**DOCUMENT EXTRACT**
(begin)

How the B&O Railroad Almost Gave Kensington, Maryland its Name

Montgomery County commuters: on your way into Washington, D.C. every morning, have you ever really looked at the stations around you? As the MARC commuter train pulls into Kensington, for example, passengers board and disembark at a historic station that opened in 1891—and has been running ever since! It’s the second-oldest continuously operational railroad station in the country, actually.[1] It’s also the station that gave the area its history and name, albeit a different name than the one we see today.

Modern view of Kensington Station with platform and railroad tracks
Kensington Station was established in 1891 (though under another name) and still operates today as a MARC commuter train station. (Source: Andrew Bossi Laurel, Wikimedia Commons)

In 1873, the Baltimore and Ohio Railroad opened a new branch that connected Washington, D.C. to towns in western Maryland, like Frederick and Hagerstown. The Metropolitan Branch ran from downtown D.C. through Montgomery County—which, at the time, was almost completely rural. In addition to a few “summer cottages” owned by rich Washingtonians, there were farms, general stores, and a couple of service stations along the local highways.[2] Safe to say that, when the railroad tracks came through the area, the farmland became a lot more valuable. The capital district was expanding.

Though there weren’t many people living there yet, a station was erected in the area in 1891. It served the cluster of shops, houses, and other buildings that had sprung up along the old Bethesda-Bladensburg Road and Rockville Pike throughout the nineteenth century.[3] Needing a name for this station in the middle of nowhere, the railroad company gave a nod to the Knowles family, whose farmland surrounded the station and tracks. Thus, “Knowles Station” was born.

(end)

**Outline entries for images**
(begin)

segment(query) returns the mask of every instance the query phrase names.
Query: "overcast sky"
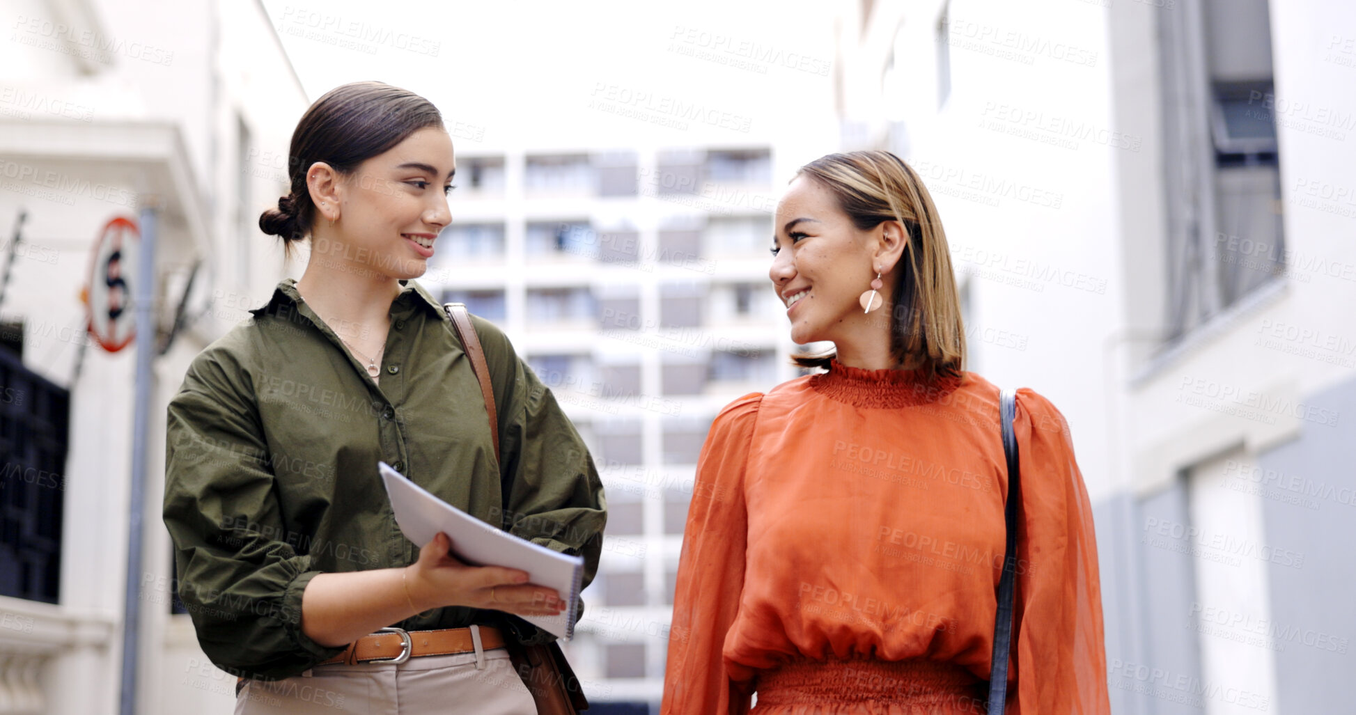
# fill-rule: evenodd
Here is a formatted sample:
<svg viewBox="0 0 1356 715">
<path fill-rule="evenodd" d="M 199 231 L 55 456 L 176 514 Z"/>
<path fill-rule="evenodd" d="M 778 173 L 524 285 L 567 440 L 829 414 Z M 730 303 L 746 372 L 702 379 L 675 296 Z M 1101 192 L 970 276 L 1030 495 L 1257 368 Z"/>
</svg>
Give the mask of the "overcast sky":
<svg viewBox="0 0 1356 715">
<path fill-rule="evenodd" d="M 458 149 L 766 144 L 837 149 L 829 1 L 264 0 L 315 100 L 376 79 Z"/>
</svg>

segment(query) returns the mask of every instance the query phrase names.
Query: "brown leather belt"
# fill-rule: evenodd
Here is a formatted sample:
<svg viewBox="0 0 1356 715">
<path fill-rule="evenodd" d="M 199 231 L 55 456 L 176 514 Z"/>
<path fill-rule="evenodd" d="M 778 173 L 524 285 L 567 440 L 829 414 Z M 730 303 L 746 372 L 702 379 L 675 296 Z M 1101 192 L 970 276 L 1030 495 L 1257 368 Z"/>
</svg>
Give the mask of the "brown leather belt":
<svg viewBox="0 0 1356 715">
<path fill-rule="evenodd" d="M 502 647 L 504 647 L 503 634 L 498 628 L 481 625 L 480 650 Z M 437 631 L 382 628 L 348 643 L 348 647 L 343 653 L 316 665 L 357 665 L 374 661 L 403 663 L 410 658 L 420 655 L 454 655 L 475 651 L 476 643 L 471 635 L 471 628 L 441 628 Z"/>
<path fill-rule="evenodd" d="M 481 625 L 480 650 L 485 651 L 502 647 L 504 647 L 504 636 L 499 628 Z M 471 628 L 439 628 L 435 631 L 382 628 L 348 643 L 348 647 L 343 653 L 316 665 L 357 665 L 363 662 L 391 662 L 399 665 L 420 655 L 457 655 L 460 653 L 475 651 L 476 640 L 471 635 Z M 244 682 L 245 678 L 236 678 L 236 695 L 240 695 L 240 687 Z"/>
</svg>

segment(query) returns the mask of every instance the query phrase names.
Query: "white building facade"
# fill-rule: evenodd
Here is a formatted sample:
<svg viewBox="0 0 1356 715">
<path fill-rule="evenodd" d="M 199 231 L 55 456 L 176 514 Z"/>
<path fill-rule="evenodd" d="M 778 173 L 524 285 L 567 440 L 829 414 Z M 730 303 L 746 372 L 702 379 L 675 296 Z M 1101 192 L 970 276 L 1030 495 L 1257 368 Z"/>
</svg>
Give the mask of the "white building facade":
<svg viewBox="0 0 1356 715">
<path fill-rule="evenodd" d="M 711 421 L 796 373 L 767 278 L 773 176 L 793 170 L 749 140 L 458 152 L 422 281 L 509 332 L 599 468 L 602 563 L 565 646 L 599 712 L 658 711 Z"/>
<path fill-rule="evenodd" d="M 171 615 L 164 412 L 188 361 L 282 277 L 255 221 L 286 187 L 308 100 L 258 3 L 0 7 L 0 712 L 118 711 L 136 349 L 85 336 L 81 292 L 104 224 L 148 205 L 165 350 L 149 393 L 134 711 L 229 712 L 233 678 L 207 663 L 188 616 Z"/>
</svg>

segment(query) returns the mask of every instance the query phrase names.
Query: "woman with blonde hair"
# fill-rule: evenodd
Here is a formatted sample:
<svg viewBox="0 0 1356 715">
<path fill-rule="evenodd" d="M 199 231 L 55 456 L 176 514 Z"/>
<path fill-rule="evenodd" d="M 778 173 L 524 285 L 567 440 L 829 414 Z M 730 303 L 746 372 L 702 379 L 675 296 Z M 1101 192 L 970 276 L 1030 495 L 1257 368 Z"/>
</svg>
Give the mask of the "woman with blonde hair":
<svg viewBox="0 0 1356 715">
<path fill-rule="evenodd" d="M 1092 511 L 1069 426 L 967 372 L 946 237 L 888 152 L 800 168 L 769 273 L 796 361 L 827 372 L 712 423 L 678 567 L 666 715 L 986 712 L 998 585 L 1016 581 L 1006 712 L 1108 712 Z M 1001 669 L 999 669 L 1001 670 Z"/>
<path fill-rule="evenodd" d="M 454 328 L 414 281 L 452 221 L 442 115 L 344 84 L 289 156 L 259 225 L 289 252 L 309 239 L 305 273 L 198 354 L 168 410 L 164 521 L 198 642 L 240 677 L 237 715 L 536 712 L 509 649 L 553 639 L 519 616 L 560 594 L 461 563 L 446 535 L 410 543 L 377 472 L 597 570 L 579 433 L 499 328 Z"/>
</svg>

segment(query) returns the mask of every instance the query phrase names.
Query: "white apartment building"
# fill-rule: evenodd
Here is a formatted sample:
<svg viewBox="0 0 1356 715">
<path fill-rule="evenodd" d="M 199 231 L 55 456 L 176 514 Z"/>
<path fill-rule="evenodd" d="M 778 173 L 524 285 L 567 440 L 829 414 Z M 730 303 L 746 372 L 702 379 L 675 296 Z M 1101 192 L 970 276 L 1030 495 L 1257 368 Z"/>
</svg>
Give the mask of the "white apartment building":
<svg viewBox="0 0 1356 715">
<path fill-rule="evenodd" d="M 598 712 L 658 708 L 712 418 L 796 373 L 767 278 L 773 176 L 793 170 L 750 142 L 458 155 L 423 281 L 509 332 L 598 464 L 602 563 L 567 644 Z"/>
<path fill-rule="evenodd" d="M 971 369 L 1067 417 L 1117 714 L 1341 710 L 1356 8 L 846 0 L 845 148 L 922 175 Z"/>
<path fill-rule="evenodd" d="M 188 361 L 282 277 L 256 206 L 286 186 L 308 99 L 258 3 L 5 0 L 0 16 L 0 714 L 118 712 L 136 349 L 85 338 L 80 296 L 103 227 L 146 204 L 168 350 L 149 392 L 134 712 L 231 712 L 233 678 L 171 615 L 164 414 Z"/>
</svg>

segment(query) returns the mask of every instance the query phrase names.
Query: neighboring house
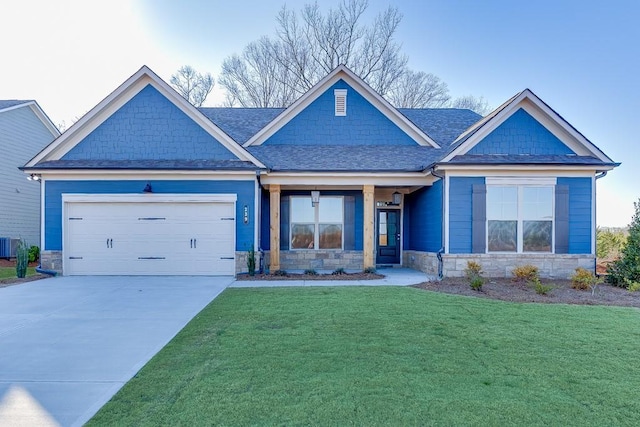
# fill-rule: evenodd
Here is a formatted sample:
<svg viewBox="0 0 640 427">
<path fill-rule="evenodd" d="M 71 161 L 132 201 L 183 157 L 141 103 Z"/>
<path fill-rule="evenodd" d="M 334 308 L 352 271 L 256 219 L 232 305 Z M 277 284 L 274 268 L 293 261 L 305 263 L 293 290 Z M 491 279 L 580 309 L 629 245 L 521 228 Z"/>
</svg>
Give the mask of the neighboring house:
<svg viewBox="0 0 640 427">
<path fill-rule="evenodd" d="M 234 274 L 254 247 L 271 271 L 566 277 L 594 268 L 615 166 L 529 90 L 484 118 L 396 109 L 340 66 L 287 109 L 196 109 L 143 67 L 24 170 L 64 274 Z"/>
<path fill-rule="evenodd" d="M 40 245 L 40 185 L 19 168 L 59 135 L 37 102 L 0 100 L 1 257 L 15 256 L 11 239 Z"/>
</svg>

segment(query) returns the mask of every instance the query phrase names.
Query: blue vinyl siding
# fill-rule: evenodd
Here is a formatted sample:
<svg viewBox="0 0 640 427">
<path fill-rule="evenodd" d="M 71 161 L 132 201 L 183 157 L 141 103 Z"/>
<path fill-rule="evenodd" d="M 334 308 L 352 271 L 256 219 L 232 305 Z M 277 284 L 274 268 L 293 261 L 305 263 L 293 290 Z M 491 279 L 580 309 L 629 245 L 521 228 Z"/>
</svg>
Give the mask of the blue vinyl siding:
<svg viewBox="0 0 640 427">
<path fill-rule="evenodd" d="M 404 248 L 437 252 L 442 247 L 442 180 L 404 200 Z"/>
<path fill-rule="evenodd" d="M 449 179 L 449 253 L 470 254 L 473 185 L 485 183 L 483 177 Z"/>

(end)

Reproduce the part of the Kensington railroad history from "Modern view of" up to and including "Laurel, Wikimedia Commons)". Rely on the Kensington railroad history by itself.

**EXERCISE OUTPUT**
Modern view of Kensington Station with platform and railroad tracks
Kensington Station was established in 1891 (though under another name) and still operates today as a MARC commuter train station. (Source: Andrew Bossi Laurel, Wikimedia Commons)